How many lines in the records below contain the word "metal"? Reply with the number alone.

RECORDS FOR PROCESSING:
■ ■ ■ ■

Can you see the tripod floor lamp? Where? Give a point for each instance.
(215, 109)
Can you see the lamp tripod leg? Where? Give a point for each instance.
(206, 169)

■ ■ ■ ■

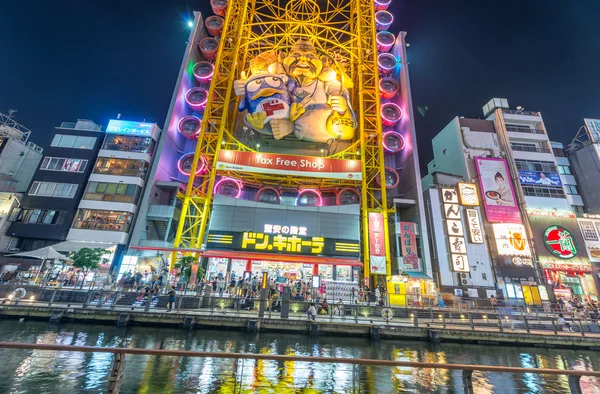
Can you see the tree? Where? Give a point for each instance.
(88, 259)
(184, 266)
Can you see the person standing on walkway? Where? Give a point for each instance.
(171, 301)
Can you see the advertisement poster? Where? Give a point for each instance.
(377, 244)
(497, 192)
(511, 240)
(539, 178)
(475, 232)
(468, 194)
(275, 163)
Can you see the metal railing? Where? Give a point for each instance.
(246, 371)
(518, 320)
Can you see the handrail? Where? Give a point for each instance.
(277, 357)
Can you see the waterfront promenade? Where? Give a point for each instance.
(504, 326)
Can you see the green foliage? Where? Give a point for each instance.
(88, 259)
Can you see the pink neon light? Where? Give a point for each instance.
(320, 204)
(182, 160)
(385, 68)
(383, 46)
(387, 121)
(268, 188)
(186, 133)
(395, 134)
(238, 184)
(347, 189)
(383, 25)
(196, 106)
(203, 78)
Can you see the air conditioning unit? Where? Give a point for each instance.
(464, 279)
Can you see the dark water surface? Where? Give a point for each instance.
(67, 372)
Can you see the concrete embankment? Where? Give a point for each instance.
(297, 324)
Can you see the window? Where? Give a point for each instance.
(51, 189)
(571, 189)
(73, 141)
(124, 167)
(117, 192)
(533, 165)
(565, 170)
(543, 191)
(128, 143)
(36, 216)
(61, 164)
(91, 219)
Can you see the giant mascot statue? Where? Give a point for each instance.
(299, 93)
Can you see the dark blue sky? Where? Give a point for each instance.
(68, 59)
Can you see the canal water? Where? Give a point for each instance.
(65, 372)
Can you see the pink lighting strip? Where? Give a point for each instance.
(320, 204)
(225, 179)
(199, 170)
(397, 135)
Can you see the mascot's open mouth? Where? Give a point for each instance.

■ ■ ■ ■

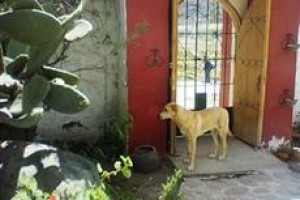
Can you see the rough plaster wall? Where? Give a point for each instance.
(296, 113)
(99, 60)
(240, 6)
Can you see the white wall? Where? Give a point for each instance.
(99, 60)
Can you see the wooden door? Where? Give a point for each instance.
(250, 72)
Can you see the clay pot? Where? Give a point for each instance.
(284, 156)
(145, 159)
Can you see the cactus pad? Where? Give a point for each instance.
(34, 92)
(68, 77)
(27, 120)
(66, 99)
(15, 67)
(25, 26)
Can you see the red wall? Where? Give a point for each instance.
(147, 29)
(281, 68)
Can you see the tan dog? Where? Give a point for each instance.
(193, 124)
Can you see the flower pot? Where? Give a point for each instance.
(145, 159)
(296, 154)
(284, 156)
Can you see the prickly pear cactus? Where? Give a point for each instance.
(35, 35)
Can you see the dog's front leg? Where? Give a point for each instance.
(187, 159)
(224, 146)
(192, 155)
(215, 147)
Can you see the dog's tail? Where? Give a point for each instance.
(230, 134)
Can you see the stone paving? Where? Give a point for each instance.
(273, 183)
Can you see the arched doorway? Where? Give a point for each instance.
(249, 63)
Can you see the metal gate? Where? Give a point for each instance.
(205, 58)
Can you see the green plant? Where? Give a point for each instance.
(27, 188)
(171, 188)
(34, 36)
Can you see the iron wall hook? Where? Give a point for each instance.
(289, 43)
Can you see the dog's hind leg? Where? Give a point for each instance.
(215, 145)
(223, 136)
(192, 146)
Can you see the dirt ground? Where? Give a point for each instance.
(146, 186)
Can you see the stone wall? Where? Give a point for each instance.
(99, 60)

■ ■ ■ ■

THE ANSWER:
2